§ **Challenge 1**
In the text on rock musicians, which member of Cream used to attend Pete Brown's poetry readings?
§ **Challenge 2**
Pick up the text on rock musicians after its last sentence and carry it forward in the same style.

§ **Document excerpt**

Country Joe and the Fish
Best known for their anti-Vietnam War anthem "I Feel Like I’m Fixin’ to Die Rag," Country Joe and the Fish were one of the many legendary groups to play at Woodstock. Their three albums, all released in the late sixties, combined folk music with psychedelic rock and jazz. In 2003, drummer Gary Hirsch told rock biographer Scott Benarde that he’d always thought of the group as a Jewish band. Actually, with a Jewish drummer, a Jewish keyboardist, two half-Jewish guitarists, and a bass player whose maternal grandmother was a Jew, the band is officially only 65% Jewish.
Cream
Although the sixties proto-supergroup Cream was technically a trio of non-Jews, their "silent" fourth member was a member of the tribe. Pete Brown grew up Jewish in London. He was a published poet by the time he reached the age of 18; Cream drummer Ginger Baker used to attend his poetry readings, which is how he met the band. Brown collaborated with Cream on many of their songs, including "I Feel Free," "White Room," and "Sunshine of Your Love."
Jim Croce
Like Sammy Davis Jr, Jim Croce is a famous convert. Raised in an Italian Catholic family, Croce horrified his parents when he fell in love with a very young folksinger named Ingrid Jacobson. He converted for her and married her in a traditional Jewish ceremony that was not attended by a single member of his family other than his brother. Croce released two well-received albums and had four hits, including "Bad, Bad Leroy Brown," which went to number one in 1973. Tragically, he died in a plane crash while finishing up a tour for his second record, Life and Times.
Culture Club
Culture Club was hugely popular in its heyday, achieving seven straight Top Ten hits in the UK and six in the States, including "Do You Really Want to Hurt Me?" and "Karma Chameleon." The band’s gender-bending lead singer Boy George (who is not Jewish) has said that the Jewish T. Rex frontman Mark Bolan inspired his own rock star persona; he also played for a while in an early incarnation of Bow Wow Wow after being invited to join the band by the Jewish punk impresario Malcolm McLaren. Culture Club drummer Jon Moss is Jewish. He had previously played with Adam and the Ants and the Damned.

§ **Record extracts**
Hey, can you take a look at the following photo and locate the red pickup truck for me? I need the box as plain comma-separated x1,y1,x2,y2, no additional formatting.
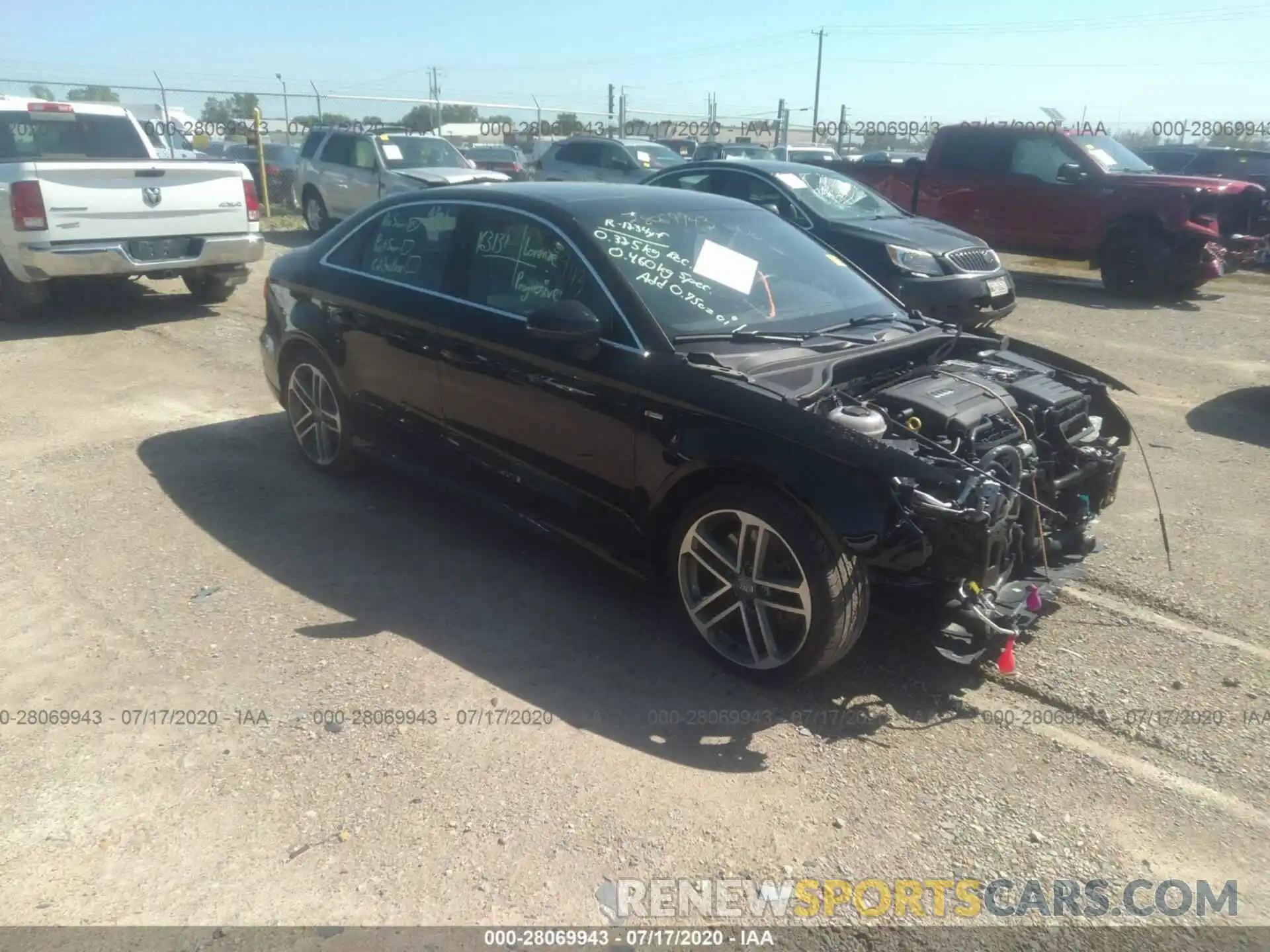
834,124,1266,297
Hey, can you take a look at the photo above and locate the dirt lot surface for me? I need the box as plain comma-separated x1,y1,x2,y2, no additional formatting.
0,236,1270,926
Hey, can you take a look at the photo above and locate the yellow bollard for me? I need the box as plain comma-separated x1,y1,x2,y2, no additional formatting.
255,109,273,218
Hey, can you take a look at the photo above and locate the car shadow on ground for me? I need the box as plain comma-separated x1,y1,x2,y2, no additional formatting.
1009,269,1222,312
138,414,980,772
1186,386,1270,447
261,230,316,249
0,280,218,341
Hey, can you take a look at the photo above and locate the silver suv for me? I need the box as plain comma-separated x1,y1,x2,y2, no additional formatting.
296,127,511,232
534,137,683,182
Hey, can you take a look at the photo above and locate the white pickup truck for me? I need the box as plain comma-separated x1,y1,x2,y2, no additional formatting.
0,97,264,320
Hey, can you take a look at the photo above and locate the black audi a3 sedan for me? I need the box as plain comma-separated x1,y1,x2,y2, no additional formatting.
261,182,1129,682
644,160,1017,327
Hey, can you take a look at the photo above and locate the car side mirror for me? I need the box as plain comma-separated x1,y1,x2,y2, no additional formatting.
1054,163,1089,185
525,301,602,348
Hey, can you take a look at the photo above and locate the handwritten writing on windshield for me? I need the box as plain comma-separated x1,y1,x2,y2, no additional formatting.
593,218,737,323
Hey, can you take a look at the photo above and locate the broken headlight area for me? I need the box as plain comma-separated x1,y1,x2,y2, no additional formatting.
813,349,1128,660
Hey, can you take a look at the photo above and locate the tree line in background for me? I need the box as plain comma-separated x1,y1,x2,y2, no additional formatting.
30,85,1270,152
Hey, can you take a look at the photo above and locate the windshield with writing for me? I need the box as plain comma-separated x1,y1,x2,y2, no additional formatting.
780,169,904,221
583,208,897,338
378,136,468,169
630,142,683,167
1072,136,1154,171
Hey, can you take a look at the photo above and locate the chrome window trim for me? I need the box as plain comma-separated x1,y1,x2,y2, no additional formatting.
318,198,649,357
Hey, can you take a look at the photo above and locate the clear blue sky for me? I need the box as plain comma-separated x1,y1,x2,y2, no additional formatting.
0,0,1270,126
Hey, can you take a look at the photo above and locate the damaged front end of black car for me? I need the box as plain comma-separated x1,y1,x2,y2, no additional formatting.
741,326,1132,670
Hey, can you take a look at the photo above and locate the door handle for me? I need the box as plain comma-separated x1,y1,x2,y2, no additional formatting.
537,377,595,397
441,345,489,367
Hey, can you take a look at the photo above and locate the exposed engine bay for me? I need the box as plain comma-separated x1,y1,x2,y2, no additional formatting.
808,341,1128,660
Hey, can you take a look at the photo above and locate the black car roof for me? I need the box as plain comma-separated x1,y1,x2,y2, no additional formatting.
376,178,751,217
675,159,841,175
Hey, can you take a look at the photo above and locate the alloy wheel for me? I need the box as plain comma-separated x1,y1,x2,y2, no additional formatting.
678,509,812,670
287,363,343,466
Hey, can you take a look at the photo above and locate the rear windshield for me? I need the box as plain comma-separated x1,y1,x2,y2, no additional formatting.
0,110,150,161
722,146,771,159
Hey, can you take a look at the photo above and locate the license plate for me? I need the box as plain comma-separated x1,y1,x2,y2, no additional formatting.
988,278,1009,297
128,239,189,262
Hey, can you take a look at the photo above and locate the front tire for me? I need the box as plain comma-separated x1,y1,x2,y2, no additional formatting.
1103,226,1171,301
282,346,357,473
667,485,868,684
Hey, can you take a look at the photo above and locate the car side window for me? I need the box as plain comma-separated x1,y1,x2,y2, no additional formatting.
599,143,635,171
298,132,323,159
939,130,1015,175
1186,152,1230,175
352,138,377,171
710,171,785,204
458,208,635,344
556,142,599,165
653,171,711,192
326,203,458,291
1009,136,1077,184
319,134,355,165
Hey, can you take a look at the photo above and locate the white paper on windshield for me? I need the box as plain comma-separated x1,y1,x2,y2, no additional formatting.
1085,146,1115,167
692,239,758,294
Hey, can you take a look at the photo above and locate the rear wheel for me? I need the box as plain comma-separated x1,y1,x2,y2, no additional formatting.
282,346,357,472
305,188,330,235
182,274,237,305
668,485,868,684
0,262,32,324
1103,226,1171,299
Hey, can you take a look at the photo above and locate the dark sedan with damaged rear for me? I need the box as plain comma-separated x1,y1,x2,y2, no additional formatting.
261,182,1130,682
644,161,1017,327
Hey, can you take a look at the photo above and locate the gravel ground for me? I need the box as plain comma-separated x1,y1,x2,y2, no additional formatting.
0,233,1270,926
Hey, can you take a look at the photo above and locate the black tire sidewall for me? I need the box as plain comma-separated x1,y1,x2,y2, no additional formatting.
664,484,868,687
279,345,359,475
183,274,236,305
300,190,330,235
1103,227,1169,298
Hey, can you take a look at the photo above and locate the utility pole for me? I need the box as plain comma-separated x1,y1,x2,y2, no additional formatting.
428,66,441,136
151,70,177,149
812,26,824,142
275,72,291,146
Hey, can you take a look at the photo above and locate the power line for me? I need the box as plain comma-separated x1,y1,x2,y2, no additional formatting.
832,4,1270,36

§ **Expected output 1**
Drummer Ginger Baker.

§ **Expected output 2**
The Cyrkle
The Cyrkle are remembered primarily for two hits: "Red Rubber Ball" and "Turn Down Day." The band formed as the Rhondells at Lafayette College in the early sixties but soon relocated to Greenwich Village and changed its name to Cyrkle on the advice of John Lennon. Cyrkle had two Jewish members, guitarist and pianist Don Danneman and drummer Marty Fried, but it also got by with some help from its Jewish friends, including Paul Simon (who co-wrote "Red Rubber Ball") and Beatles manager Brian Epstein. These connections helped the Cyrkle achieve brief but widespread popularity between 1966 and 1967.
Clive Davis
Arguably the greatest talent scout in the history of rock, Clive Davis went into the music business because he thought being a young lawyer didn’t confer enough status. He went on to become a major industry macher, signing such notables as Bruce Springsteen, Billy Joel, Chicago, Patti Smith, the Grateful Dead, Whitney Houston, and Sarah MacLachlan. He founded Arista Records, which is named after the honor society he was a member of in high school. He later formed LaFace records with Babyface and cut a 50/50 deal to form Bad Boy with Sean "Puffy" Combs. Despite publicly claiming to have no ear for hip-hop, Davis was thus also indirectly responsible for the careers of Monica, Outkast, TLC, Faith Evans, and the Notorious B.I.G. Most recently, he started J Records – it’s his middle initial, which weirdly enough stands for nothing – and turned Alicia Keys into a megastar.
Sammy Davis Jr
Read about Sammy Davis Jr in Funny, He Didn't Look Jewish by Wil Haygood.
Taylor Dayne
Jewish girl Leslie Wonderman changed her first name to "Taylor" and her last name to "Dayne" to become one of the pop divas of the eighties. After two unsuccessful stints in rock bands, she cut a solo called "Tell It To My Heart" which entered the Top Ten in 1987. Both her debut album, also called Tell It To My Heart, and the follow-up, Can’t Fight Fate, produced three top ten hits.
Neil Diamond
Known as the Jewish Elvis, Neil Diamond is responsible for some of the catchiest not-quite-rock songs of the twentieth century. First hitting the charts with "Cherry, Cherry" in 1966, he went on to score five Top 20 hits in a row. Diamond wrote such classics as "I’m a Believer," "Sweet Caroline," and "Girl, You’ll Be a Woman Soon." His filmic career includes the soundtrack to the movie Jonathan Livingston Seagull and the lead role in the 1980 remake of The Jazz Singer, the plot of which he revamped to better reflect his own life in show business. Little-known Neil Diamond trivia: he attended NYU on a fencing scholarship.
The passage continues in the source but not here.